Extract to read:
Growing up, I couldn’t wait to wear lipstick just like her, but when I was in middle school, it was sticky lip gloss all the girls slathered on their lips. I finally ventured to the Clinique counter in my late teens. I tried on all the oranges and reds. “I think you’re more a pink,” said the saleswoman. I ignored her and bought a shimmery shade of papaya, but I hardly ever wore it. Lipstick just didn’t look right on me, with my thin upper lip and asymmetrical pout. Who needed it anyway, and why did my mom wear it every day no matter what?
In my 20s and generally opposed to lipstick unless it was a formal, evening occasion, I scoffed at my mom and her constant lipsticking. Who wears makeup to the gym when you’re just going to sweat it off? No one cares what I look like shopping for jarred pasta sauce and frozen vegetables. Why should I “put my face on” to impress my colleagues when my work should speak for itself?
It wasn’t until I needed to show up for my life that I finally understood the power of a good lipstick.
The first few weeks of my oldest daughter’s life were full of stress and worry. Nursing did not come easy for us, and she lost too much weight too quickly. My visions of lullaby-filled days gave way to the reality of sleepless nights brimming with the desperate cries of a hungry infant. Each morning I woke up more tired and rattled than the last. Raccoon eyes stared back at me from the mirror. My lips were pale and dry.

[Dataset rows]
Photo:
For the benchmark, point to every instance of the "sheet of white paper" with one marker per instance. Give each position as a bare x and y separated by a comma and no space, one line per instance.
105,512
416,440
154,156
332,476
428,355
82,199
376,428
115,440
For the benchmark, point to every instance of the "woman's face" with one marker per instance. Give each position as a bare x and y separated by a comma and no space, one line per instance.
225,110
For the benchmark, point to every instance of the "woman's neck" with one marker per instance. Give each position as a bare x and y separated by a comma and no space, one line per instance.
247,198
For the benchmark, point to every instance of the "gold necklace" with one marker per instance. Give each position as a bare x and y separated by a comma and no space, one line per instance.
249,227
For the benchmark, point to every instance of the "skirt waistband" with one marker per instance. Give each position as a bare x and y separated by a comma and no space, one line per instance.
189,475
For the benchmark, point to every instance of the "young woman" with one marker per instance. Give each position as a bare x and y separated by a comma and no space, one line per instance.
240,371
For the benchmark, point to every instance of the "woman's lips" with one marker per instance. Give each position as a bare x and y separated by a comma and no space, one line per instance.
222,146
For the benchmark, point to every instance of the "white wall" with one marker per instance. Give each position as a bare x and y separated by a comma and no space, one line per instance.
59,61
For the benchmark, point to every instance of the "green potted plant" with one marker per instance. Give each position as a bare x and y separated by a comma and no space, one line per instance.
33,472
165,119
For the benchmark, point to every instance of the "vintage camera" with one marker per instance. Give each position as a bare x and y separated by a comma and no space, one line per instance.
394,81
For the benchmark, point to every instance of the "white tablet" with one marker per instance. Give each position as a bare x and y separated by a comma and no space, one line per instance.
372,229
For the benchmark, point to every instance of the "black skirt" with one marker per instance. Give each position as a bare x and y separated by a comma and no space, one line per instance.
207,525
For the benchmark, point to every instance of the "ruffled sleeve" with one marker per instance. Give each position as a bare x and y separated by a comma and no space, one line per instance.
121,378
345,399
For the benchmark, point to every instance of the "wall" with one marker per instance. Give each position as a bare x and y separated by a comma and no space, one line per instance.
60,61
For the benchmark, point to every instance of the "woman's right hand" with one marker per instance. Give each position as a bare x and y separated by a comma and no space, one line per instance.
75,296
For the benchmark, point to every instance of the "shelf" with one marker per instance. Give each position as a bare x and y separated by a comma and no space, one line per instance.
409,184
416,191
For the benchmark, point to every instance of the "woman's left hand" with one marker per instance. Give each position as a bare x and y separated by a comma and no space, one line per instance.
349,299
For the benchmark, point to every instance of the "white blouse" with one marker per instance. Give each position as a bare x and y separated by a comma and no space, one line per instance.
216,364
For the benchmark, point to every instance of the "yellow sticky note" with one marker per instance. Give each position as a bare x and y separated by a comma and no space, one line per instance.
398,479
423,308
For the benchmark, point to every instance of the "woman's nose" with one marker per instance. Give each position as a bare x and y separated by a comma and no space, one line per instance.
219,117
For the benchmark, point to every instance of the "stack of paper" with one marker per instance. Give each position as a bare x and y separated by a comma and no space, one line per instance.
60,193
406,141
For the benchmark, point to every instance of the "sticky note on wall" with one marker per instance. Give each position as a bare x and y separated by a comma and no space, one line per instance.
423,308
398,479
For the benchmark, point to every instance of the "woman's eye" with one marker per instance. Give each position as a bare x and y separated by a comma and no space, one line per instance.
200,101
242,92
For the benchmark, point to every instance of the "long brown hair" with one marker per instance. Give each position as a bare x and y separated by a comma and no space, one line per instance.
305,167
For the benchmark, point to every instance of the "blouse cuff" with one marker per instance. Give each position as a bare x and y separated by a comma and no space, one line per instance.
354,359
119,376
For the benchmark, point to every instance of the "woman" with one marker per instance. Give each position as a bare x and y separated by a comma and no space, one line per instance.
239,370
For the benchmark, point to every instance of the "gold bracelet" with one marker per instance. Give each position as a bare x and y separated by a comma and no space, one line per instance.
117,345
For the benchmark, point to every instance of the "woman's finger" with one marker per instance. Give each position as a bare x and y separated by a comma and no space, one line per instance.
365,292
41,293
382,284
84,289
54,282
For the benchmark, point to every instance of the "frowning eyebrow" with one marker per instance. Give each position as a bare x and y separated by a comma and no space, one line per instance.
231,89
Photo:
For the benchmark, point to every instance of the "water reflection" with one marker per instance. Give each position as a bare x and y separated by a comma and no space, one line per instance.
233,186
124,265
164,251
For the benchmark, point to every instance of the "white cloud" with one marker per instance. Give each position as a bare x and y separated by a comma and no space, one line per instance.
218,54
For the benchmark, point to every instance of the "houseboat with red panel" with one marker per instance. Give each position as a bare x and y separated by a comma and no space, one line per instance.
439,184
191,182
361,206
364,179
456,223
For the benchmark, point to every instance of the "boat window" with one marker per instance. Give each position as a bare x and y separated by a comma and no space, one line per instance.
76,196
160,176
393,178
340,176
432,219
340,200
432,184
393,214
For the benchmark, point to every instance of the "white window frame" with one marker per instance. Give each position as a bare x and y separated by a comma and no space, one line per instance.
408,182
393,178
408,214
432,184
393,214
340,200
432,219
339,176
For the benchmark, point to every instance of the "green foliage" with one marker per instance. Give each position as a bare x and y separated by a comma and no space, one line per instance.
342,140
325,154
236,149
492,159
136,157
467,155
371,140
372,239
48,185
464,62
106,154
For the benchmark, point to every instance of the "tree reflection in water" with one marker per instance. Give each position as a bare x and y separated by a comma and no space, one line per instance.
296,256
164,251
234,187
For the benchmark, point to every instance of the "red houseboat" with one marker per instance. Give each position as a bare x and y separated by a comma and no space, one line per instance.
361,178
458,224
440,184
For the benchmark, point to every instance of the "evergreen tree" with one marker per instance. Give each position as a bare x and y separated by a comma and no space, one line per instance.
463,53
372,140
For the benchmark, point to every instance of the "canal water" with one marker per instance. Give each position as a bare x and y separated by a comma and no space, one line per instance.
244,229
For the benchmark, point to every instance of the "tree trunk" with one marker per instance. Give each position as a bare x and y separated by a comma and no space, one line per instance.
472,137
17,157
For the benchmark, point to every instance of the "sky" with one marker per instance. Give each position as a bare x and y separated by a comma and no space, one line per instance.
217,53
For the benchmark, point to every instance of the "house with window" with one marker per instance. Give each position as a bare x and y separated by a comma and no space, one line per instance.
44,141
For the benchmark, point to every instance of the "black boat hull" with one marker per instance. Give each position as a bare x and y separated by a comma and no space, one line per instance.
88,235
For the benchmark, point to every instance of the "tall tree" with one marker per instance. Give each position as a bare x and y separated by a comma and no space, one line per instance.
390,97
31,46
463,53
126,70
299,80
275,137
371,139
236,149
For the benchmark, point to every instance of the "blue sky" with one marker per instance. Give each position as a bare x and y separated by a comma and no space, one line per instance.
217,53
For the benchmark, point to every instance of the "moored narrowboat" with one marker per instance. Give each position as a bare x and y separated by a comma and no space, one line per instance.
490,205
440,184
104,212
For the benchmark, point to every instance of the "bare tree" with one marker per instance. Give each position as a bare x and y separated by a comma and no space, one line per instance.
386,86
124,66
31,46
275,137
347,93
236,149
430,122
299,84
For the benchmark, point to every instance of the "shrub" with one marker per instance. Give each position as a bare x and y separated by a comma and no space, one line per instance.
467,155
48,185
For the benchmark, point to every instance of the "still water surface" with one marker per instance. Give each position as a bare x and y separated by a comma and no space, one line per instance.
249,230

Problems to solve:
A: Collect every line of the entries that contains the word "reflection" and copy each of those lines in full.
B: Extend the lipstick essay with a new passage that picks up right after its final sentence.

Exercise results:
A:
For the benchmark, point to every instance of the "water reflection" with one marker per instance. Give each position as a bare x and y separated by a comma and no space, one line per instance.
For the benchmark, point to every instance of the "tree reflection in water" with one marker per instance. Give each position as a bare x and y separated by a comma and no space, one line per instance.

B:
I rummaged through my bathroom drawers, pulling out Ruby Slipper, the dark pink shade I’d worn on my wedding day almost two years earlier. I smoothed it over my top lip, then quickly across the bottom. I blotted my lips on a tissue and surveyed my work. I still looked worn out and a little ridiculous with nothing but lipstick on my face, but there was something about that dash of color that rooted me, and I felt the most infinitesimal shift: I am here.
Gliding through a life where every opportunity hovered within my reach, where my options were never bad, just good and better, I’d never had to consciously choose to show up. My life simply happened around me. As a new mother, I had to show up every day not just for myself, but for my daughter, too.
Staring at my stained lips, my mom’s daily lipstick ritual suddenly made sense. A lot of life is about showing up, and putting on lipstick is my mom’s way of doing just that, whether it’s to fold the laundry, study for night school or comfort a dying loved one.
I’ve been wearing lipstick almost daily for 12 years now. When my mom suggests I might want to put some on before we walk out the door, whether it’s to lunch in the city or to pick up the kids from school, I always fish that tube out of my purse and pucker up.